- THE PROBLEM
Select each line in the data below that includes the string "bust". Letter case counts.

- Pointing entries for named objects
____
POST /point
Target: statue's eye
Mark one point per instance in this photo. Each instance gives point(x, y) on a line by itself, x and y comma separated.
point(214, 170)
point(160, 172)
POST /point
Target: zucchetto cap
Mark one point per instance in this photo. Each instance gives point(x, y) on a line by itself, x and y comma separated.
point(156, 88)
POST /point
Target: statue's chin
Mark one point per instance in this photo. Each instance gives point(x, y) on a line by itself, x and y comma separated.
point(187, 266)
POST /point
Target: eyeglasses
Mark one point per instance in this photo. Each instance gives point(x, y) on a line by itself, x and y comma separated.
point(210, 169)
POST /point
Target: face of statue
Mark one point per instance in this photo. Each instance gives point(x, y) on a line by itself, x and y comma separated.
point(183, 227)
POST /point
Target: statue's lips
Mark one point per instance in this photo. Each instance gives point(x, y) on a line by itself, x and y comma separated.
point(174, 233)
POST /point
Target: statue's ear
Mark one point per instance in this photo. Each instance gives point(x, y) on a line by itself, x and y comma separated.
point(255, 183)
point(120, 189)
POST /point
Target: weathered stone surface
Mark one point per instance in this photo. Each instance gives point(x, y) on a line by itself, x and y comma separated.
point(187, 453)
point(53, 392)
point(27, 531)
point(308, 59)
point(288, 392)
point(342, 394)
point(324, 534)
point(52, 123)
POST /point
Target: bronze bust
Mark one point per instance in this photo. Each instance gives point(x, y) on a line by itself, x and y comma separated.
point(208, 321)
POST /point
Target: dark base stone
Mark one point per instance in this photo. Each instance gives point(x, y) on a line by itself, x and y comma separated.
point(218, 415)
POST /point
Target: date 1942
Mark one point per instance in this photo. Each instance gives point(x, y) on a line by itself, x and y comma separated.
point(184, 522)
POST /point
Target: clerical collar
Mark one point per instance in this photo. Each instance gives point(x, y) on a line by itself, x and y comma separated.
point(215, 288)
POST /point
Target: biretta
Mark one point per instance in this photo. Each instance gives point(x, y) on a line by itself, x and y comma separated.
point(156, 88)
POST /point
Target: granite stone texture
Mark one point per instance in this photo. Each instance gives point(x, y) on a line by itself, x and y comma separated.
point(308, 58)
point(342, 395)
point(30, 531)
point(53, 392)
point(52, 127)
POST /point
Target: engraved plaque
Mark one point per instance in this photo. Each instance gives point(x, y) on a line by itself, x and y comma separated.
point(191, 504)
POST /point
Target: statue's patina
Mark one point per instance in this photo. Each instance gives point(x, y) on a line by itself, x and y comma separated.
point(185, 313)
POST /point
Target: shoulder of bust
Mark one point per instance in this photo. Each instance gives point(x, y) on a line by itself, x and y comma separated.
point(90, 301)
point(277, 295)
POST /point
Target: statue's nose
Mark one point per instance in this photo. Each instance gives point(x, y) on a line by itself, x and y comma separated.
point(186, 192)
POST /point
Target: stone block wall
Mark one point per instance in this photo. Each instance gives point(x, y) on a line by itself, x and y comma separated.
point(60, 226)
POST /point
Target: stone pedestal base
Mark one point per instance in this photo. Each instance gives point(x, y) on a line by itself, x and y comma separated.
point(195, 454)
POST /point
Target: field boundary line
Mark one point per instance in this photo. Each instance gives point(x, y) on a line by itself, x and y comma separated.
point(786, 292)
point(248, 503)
____
- SOLUTION TO THE PROBLEM
Target: bronze bust
Target: shoulder of bust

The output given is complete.